» Job item
Rewrite the lines between the one holding "For each <instance>, write" and the one holding "rough mask: <svg", inclusive, changing "rough mask" to "coarse mask" and keeping everything else the same.

» Data excerpts
----
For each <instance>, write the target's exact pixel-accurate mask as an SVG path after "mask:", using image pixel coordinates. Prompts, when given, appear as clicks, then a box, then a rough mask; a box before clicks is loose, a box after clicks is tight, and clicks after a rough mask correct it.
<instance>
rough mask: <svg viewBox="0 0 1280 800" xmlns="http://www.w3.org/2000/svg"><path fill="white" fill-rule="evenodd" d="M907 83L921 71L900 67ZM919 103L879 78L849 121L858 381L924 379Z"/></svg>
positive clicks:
----
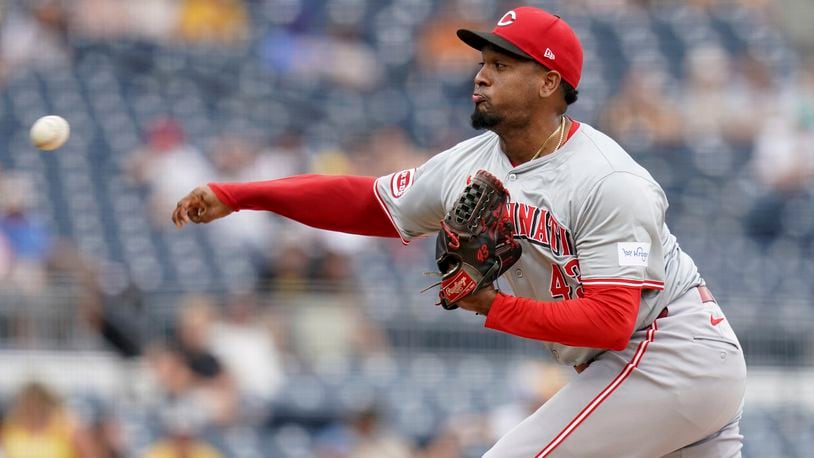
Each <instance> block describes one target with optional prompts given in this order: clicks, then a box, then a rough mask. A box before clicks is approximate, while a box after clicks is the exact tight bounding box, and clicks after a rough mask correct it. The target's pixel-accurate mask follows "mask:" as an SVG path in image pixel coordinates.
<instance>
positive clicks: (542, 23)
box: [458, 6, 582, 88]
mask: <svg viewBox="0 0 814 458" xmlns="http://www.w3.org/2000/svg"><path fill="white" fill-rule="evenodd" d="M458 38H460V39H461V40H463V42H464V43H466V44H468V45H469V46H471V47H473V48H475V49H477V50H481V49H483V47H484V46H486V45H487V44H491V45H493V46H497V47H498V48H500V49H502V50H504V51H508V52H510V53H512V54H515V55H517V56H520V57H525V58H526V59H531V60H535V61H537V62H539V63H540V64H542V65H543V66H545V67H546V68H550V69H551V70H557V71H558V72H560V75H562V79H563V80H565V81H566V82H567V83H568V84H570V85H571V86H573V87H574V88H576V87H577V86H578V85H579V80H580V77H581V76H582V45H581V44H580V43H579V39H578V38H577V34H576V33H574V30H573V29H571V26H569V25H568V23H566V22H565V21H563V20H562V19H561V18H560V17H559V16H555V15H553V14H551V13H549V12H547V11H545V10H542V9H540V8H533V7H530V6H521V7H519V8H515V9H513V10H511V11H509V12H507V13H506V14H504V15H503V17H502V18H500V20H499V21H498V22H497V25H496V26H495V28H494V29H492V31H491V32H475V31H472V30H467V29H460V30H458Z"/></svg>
----
» Solved exercise
For each <instance>, write the target's exact pixel-accurate mask as an SVG path after "mask:", using image pixel coordinates. Prompts, when given, appear as clicks, then a box, then a coarse mask; a box before clicks is loose, a box after clicks is tight, and clicks after a coarse mask correct it.
<instance>
coarse mask: <svg viewBox="0 0 1280 800" xmlns="http://www.w3.org/2000/svg"><path fill="white" fill-rule="evenodd" d="M907 83L921 71L900 67ZM919 103L879 78L849 121L858 381L924 379Z"/></svg>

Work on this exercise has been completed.